Direction ::
Pick up the results section on the two syllogistic reasoning experiments below after its final sentence and continue it.

Page extract ::
Participants’ accuracy was nearly identical in the Fast (M = 61.06%, SD = 14.61%) and Slow (M = 62.57%, SD = 16.36%) conditions for the first response, t(39) = 0.46, p = .647, d = 0.07, 95% CI [–8.15, 5.12], BF01 = 5.30, and the second response (MF = 64.75%, SDF = 14.40%; MS = 65.23%, SDS = 15.56%), t(39) = 0.15, p = .878, d = 0.02, 95% CI [–6.67, 5.72], BF01 = 5.80. There was, once again, no difference in Response Initiation Time between fast (M = 8.78 s, SD = 3.24 s) and slow (M = 8.61 s, SD = 3.10 s) trials, t(39) = 0.78, p = .438, d = 0.12, 95% CI = [−0.27, 0.61], BF01 = 4.40.
As with Experiment 1, we also analysed our data in a similar manner to past investigations of syllogistic reasoning (i.e., with each characteristic of the syllogisms being analysed in an ANOVA). Participants’ FORs were greater following a correct response than following an incorrect response, F(1, 39) = 24.38, p < .001,
Finally, we compared all of our dependent variables of interest in Experiment 1 to Experiment 2. Although the lack of an effect of our manipulation was clearly constant across experiments, it is possible that participants’ FORs, reflection, or just performance in general changes when the manipulation is intermixed as opposed to blocked, and it is possible that these changes are informative in and of themselves. There was no difference in accuracy for the first response between Experiment 1 (M = 61.35%, SD = 13.11%) and Experiment 2 (M = 61.84%, SD = 11.54%), t(78) = 0.18, p = .859, d = 0.04, 95% CI [–5.99, 5.01], BF01 = 5.74, nor was there a difference in accuracy for the second response between Experiment 1 (M = 64.19%, SD = 13.43%) and Experiment 2 (M = 65.02%, SD = 11.44%), t(78) = 0.30, p = .767, d = 0.07, 95% CI [–6.38, 4.72], BF01 = 5.52. There was, however, a statistically significant difference in Response Initiation Time between Experiment 1 (M = 7.16 s, SD = 1.89 s) and Experiment 2 (M = 8.70 s, SD = 3.10 s), t(76) = 2.64, p = .010, d = 0.60, 95% CI = [−2.71, –0.38], BF10 = 4.49. There was also a statistically significant difference in FOR between Experiment 1 (M = 5.11, SD = 0.82) and Experiment 2 (M = 4.52, SD = 0.80), t(77) = 3.19, p = .002, d = 0.72, 95% CI = [0.22, 0.95], BF10 = 16.55. There was, however, no statistically significant difference in Answer Change between Experiment 1 (M = 16.78%, SD = 8.81%) and Experiment 2 (M = 17.29%, SD = 9.55%), t(77) = 0.25, p = .805, d = 0.06, 95% CI = [−4.63, 3.60], BF01 = 4.17, nor in Rethinking Time (M1 = 11.91 s, SD1 = 5.85 s; M2 = 13.15 s, SD2 = 6.32 s), t(77) = 0.91, p = .367, d = 0.20, 95% CI = [−3.97, 1.49], BF01 = 3.00.

Material provided ::

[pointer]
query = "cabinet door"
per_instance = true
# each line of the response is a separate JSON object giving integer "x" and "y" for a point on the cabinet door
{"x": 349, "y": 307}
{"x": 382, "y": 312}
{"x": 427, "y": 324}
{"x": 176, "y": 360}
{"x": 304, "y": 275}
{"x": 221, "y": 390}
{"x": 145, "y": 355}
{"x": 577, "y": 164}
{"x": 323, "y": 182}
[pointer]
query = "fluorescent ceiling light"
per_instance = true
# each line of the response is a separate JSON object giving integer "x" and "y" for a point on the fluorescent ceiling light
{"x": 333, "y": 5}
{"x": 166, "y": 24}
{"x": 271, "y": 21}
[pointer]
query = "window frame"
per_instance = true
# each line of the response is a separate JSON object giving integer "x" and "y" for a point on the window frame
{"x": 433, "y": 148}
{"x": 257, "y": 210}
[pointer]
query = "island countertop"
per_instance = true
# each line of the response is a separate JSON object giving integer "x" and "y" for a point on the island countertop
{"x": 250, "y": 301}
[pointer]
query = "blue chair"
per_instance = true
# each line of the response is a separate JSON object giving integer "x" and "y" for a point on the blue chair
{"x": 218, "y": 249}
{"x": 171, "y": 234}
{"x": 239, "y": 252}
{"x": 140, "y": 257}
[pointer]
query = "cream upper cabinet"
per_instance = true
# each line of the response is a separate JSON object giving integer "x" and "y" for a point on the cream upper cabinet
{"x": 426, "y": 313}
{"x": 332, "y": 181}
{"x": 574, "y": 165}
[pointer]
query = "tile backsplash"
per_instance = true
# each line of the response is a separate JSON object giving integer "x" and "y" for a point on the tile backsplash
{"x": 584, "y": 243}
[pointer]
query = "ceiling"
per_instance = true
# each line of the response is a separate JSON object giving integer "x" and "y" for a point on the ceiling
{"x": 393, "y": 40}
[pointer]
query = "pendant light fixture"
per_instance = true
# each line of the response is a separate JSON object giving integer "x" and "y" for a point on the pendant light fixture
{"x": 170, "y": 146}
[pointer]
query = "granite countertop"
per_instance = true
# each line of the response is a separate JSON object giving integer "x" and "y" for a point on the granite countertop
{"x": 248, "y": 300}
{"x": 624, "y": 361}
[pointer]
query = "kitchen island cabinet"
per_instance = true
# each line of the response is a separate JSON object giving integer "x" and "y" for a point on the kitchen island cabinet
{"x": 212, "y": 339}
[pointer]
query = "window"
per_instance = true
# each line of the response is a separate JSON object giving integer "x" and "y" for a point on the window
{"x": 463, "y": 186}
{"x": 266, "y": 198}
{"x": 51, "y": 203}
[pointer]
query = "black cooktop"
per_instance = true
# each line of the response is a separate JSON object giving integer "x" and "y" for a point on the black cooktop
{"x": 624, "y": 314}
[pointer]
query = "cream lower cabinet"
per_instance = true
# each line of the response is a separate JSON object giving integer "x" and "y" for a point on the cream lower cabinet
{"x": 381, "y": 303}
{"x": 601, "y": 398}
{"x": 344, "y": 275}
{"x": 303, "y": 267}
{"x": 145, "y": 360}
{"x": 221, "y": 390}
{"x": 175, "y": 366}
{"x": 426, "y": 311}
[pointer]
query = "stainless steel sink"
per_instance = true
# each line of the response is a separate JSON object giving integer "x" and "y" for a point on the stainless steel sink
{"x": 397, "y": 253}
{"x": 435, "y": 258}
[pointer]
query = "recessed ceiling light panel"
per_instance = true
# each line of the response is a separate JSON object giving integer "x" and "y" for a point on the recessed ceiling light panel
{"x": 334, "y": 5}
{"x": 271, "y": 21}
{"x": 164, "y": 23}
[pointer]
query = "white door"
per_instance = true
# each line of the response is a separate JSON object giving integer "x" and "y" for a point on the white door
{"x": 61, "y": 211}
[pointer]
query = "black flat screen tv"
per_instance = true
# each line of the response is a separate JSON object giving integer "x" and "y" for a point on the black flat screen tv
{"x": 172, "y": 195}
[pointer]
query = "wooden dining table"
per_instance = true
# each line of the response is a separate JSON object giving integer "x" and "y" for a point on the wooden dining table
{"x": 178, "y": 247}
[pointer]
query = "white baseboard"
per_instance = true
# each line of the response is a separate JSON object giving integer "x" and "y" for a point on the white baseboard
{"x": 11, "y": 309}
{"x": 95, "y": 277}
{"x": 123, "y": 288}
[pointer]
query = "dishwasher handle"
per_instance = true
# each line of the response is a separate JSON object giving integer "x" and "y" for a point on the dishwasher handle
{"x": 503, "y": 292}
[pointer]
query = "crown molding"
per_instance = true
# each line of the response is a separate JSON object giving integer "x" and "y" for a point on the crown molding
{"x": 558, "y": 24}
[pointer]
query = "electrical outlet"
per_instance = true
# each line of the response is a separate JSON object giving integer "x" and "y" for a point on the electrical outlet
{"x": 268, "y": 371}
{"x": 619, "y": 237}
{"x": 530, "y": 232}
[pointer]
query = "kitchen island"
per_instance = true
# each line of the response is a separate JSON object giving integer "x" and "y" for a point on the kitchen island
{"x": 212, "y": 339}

Exercise output ::
Discussion
In Experiment 2, we replicated the critical patterns of data from Experiment 1. Once again, the response execution manipulation had no effect on participants’ FOR judgements, nor did it have any effect on either of the measures of reflection. This time, there was a clearer non-effect of our manipulation on Answer Change. Our results also again replicate the key predictions made by MRT, specifically that speed of first response is negatively correlated with FORs, that FORs are negatively correlated with Rethinking Time, and that changed answers are associated with decreased FORs. In addition to this, our data from both Experiments 1 and 2 generally fall in line with extant observations in the syllogistic reasoning literature. The results of Experiments 1 and 2 suggest that participants, in a two-response task, do not infer FORs from the duration with which they are able to complete a response, and as such, we have evidence that the mechanism proposed by Thompson and colleagues is indeed responsible for the relations between RT, FOR, and reflection. Importantly, the results of Experiment 2 also provide a replication of the results from Experiment 1, one benefit of which is to rule out the possibility that the results in Experiment 1 were due to the blocked nature of the response execution manipulation.
General discussion
Across two experiments, we manipulated the speed of responding in a two-response reasoning task. The purpose of this manipulation was to identify whether processes occurring after the mental generation of an answer (but before the physical completion of the response) factor into metacognitive feelings about a response, and specifically FORs. The speed manipulation impacted only processes occurring post-response generation and very likely did not cause differences before the generation of the response, as evidenced by a lack of conclusive effect on accuracy or response initiation speed. In addition, the stimulus disappeared from the screen once each participant began responding to not change the processes involved in responding for slow compared to fast trials.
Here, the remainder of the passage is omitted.